TASK REQUIREMENTS:
Every record must be copied exactly, from first line to last.

Saved data entries:
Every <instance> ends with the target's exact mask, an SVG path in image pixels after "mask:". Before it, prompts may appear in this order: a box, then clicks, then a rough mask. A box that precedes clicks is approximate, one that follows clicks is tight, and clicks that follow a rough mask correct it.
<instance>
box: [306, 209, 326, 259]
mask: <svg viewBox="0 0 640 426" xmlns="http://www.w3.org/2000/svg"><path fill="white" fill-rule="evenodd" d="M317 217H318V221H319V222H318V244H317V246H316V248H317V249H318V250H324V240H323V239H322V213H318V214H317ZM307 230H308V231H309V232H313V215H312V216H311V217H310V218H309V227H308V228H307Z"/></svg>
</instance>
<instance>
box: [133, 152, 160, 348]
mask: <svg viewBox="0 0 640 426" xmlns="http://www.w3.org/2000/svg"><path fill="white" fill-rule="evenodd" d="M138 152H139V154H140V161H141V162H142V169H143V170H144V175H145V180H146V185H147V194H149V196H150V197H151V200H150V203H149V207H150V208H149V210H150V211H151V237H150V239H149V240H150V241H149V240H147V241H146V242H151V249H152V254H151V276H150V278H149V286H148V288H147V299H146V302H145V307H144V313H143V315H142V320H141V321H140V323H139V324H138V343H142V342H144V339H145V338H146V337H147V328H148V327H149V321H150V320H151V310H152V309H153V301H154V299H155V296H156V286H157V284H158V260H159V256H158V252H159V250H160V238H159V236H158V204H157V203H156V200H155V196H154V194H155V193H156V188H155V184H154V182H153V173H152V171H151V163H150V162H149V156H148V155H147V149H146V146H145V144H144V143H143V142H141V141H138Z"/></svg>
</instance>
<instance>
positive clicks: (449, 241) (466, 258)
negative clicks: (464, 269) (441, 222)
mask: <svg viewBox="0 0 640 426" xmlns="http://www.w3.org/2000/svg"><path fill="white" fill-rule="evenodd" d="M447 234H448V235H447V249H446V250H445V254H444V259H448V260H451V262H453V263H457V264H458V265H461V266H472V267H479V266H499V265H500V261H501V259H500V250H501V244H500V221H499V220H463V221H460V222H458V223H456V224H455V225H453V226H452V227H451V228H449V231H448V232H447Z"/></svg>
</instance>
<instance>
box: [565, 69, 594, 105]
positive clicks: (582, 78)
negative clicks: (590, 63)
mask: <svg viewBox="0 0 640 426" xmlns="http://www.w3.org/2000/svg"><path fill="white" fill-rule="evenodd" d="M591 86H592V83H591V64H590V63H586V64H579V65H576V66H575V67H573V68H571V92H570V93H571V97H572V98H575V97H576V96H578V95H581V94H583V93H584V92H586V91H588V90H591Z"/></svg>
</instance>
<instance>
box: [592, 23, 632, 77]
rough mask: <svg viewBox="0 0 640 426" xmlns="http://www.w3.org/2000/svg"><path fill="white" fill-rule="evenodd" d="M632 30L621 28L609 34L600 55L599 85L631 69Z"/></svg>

ANSWER TO THIS PROBLEM:
Every <instance> ends with the target's exact mask, an SVG path in image pixels after "mask:". Before it, prompts may appear in this order: a box, then clicks, then a rough mask. A box that precedes clicks is approximate, one that follows clicks is tight, and clicks that follow a rough mask correct it.
<instance>
box: [306, 209, 326, 259]
mask: <svg viewBox="0 0 640 426" xmlns="http://www.w3.org/2000/svg"><path fill="white" fill-rule="evenodd" d="M317 217H318V221H319V222H318V244H317V246H316V248H317V249H318V250H324V240H323V239H322V213H318V214H317ZM307 230H308V231H309V232H313V215H312V216H311V217H310V218H309V227H308V228H307Z"/></svg>
</instance>
<instance>
box: [133, 152, 160, 348]
mask: <svg viewBox="0 0 640 426" xmlns="http://www.w3.org/2000/svg"><path fill="white" fill-rule="evenodd" d="M138 152H139V154H140V161H141V162H142V169H143V170H144V175H145V180H146V185H147V194H149V196H150V197H151V200H150V203H149V207H150V208H149V210H150V211H151V237H150V239H149V240H150V241H149V240H147V241H146V242H151V249H152V254H151V276H150V278H149V286H148V288H147V299H146V302H145V307H144V313H143V315H142V320H141V321H140V323H139V324H138V343H142V342H144V339H145V338H146V337H147V328H148V327H149V321H150V320H151V310H152V309H153V301H154V299H155V296H156V286H157V284H158V260H159V256H158V252H159V250H160V238H159V236H158V204H157V203H156V200H155V196H154V194H155V193H156V188H155V184H154V182H153V173H152V171H151V163H150V162H149V156H148V155H147V149H146V146H145V144H144V143H143V142H141V141H138Z"/></svg>
</instance>
<instance>
positive clicks: (449, 241) (466, 258)
negative clicks: (464, 269) (441, 222)
mask: <svg viewBox="0 0 640 426" xmlns="http://www.w3.org/2000/svg"><path fill="white" fill-rule="evenodd" d="M447 234H448V235H447V249H446V250H445V254H444V259H448V260H451V262H453V263H457V264H458V265H461V266H472V267H479V266H499V265H500V261H501V259H500V250H501V244H500V221H499V220H463V221H460V222H458V223H456V224H455V225H453V226H452V227H451V228H449V231H448V232H447Z"/></svg>
</instance>
<instance>
box: [565, 69, 594, 105]
positive clicks: (582, 78)
negative clicks: (590, 63)
mask: <svg viewBox="0 0 640 426" xmlns="http://www.w3.org/2000/svg"><path fill="white" fill-rule="evenodd" d="M591 86H592V83H591V64H590V63H586V64H579V65H576V66H575V67H573V68H571V92H570V93H571V97H572V98H575V97H576V96H578V95H581V94H583V93H584V92H586V91H588V90H591Z"/></svg>
</instance>
<instance>
box: [592, 23, 632, 77]
rough mask: <svg viewBox="0 0 640 426" xmlns="http://www.w3.org/2000/svg"><path fill="white" fill-rule="evenodd" d="M632 30L621 28L609 34L600 55L599 85L631 69Z"/></svg>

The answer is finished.